## GESTELLTE AUFGABEN
A – Welchen Menüpfad in Photoshop nennt Fey im Forenthread zum Vektorstil-Plugin?
B – Zitiere aus dem Forenthread zum Vektorstil-Plugin alles von "## Fey (15." bis hinunter zu "Farbpapier-Collage-Filter drüberlaufen lassen.".
C – Schreib den Forenthread zum Vektorstil-Plugin dort weiter, wo er aufhört.

=== TEXTAUSZUG ===

# Vektorstil-Plugin



## Peppl (13. März 2004)

Hallo!#
Ich wollte euch fragen ob es irgendwo ein Pluginoder einen Filter gibt mit dem man Fotos solche Grafiken vom stil her wie auf
http://www.jason-brooks.com

Danke!


----------



## extracuriosity (13. März 2004)

Die werden schlicht von Hand nachgezeichnet.


----------



## Peppl (13. März 2004)

*gibts keine andere möglichkeit*

Gibts keine andere Möglichkeit?


----------



## Lord Brain (14. März 2004)

NEIN


----------



## Fey (15. März 2004)

Hallo,

das einzige, was einem zu Beginn vielleicht die Arbeit *ein wenig* erleichtern kann, ist die Bilder vorher in Photoshop zu bearbeiten. Mit Bild > Einstellen > Tontrennung und hinterher evtl. nochmal den Farbpapier-Collage-Filter drüberlaufen lassen.

=== ROHDATEN ===

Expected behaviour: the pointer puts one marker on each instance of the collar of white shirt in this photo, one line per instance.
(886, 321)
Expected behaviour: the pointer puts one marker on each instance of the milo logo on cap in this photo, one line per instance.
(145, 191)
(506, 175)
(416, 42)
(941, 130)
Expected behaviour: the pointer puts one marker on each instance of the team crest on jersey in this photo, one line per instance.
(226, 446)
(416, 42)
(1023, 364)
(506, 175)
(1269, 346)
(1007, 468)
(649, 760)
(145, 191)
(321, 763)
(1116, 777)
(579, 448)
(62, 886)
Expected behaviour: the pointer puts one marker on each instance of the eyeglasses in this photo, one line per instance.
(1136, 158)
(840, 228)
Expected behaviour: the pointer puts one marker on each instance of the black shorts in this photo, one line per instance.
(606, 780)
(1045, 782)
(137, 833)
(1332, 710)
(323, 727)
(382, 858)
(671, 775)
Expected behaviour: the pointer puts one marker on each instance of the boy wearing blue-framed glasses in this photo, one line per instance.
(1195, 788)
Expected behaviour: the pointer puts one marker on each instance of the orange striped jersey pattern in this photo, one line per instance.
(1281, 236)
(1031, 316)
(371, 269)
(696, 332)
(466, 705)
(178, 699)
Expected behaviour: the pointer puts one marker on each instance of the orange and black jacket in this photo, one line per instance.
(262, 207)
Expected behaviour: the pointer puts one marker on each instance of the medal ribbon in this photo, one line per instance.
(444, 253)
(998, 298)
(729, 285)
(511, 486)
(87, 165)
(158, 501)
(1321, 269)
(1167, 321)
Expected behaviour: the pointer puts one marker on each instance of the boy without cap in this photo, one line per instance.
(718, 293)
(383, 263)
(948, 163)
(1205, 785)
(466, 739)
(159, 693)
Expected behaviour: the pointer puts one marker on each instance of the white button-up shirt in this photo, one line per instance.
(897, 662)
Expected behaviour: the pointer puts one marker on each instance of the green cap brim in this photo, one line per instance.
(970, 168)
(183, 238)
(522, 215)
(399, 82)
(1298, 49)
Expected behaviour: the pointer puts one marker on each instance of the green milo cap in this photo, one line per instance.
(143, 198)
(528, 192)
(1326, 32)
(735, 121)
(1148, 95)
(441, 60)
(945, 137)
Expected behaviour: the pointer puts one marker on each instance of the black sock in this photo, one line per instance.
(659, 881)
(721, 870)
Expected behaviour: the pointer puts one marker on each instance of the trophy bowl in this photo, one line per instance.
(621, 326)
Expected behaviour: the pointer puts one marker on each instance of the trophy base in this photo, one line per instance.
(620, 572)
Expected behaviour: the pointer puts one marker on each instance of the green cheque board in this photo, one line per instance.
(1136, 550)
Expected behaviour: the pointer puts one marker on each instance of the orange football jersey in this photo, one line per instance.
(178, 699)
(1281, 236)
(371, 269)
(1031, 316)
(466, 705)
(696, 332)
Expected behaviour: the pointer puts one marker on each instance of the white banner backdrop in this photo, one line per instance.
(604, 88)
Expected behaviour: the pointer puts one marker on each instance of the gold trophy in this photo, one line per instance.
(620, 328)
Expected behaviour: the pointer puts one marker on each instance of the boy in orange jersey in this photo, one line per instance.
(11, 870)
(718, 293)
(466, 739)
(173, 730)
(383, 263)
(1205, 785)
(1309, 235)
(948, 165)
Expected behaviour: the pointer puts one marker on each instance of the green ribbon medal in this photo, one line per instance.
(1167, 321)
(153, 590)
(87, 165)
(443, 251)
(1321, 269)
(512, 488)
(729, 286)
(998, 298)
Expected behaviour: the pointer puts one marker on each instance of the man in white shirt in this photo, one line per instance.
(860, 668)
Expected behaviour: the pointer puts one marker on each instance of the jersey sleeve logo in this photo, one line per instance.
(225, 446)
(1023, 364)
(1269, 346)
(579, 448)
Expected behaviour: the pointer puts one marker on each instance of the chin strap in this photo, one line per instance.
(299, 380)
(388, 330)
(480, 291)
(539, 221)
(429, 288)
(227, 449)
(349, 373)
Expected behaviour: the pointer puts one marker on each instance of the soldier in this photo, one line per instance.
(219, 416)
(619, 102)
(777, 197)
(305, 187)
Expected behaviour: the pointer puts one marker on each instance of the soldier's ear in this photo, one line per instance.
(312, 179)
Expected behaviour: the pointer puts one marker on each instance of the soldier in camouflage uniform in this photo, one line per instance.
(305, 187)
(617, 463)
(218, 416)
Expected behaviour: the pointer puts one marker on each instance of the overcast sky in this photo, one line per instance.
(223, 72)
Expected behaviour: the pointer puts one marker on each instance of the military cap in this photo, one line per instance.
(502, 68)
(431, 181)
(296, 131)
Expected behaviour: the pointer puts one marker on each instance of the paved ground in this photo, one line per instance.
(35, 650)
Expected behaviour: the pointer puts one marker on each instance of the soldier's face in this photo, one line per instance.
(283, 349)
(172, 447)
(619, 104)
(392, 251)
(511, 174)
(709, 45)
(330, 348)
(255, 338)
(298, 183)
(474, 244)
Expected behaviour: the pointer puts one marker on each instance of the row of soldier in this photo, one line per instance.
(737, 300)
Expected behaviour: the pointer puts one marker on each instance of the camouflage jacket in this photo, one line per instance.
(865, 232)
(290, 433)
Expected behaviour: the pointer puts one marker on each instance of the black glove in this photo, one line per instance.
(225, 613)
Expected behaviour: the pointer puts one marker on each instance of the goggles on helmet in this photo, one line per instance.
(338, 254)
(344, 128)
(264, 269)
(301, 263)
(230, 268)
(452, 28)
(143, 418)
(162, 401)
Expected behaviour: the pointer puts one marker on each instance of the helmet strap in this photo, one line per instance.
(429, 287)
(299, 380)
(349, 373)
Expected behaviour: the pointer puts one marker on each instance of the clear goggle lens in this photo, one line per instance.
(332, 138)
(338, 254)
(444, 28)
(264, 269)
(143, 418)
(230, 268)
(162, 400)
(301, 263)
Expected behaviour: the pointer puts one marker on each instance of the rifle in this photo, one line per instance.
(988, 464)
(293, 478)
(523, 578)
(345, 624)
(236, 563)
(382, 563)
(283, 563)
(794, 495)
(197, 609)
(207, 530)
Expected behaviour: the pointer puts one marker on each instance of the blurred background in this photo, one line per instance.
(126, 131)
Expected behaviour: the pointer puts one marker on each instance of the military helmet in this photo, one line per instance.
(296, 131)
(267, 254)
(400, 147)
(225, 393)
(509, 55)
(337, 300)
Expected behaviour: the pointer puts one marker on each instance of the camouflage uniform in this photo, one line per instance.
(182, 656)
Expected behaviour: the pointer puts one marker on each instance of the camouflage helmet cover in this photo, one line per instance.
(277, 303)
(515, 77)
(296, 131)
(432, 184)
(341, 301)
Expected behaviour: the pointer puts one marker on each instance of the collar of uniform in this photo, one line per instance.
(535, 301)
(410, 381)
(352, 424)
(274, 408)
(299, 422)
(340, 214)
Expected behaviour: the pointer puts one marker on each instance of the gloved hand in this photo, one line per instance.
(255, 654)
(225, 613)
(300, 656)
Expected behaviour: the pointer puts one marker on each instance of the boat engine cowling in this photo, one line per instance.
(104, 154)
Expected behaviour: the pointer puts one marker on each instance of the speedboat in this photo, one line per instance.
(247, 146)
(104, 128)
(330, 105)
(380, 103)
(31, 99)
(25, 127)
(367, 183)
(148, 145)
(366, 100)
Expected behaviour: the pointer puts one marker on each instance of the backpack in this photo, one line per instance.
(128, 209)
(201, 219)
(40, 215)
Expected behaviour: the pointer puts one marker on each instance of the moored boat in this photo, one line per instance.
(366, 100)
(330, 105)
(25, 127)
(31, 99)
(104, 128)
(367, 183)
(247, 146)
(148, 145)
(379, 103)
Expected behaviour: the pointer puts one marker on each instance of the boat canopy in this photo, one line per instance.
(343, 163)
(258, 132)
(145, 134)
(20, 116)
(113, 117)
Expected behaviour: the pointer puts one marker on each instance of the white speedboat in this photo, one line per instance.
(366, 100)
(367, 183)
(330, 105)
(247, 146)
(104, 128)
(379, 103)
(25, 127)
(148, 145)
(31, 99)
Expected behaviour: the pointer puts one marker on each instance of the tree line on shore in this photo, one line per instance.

===

## ENDGÜLTIGE LÖSUNGEN
A – Bild > Einstellen > Tontrennung

B –
## Fey (15. März 2004)

Hallo,

das einzige, was einem zu Beginn vielleicht die Arbeit *ein wenig* erleichtern kann, ist die Bilder vorher in Photoshop zu bearbeiten. Mit Bild > Einstellen > Tontrennung und hinterher evtl. nochmal den Farbpapier-Collage-Filter drüberlaufen lassen.

C –
Alles in allem sind solche Bilder sehr feine Handarbeit und um so gut zu werden wie Jason Brooks braucht man schon sehr viel Übung.

Filter wie z. B. "Ich mache supergeile Bilder auf Knopfdruck und bin richtig gut" gibt es und soll es auch nicht geben.  

MfG,
Melanie


----------



## megabit (18. März 2004)

Überlegt doch mal. Würdest du für ein Jason Brooks Bild Geld ausgeben, wenn es ein Programm gibt was dir die selben Resultate mit einem Knopfdruck liefert?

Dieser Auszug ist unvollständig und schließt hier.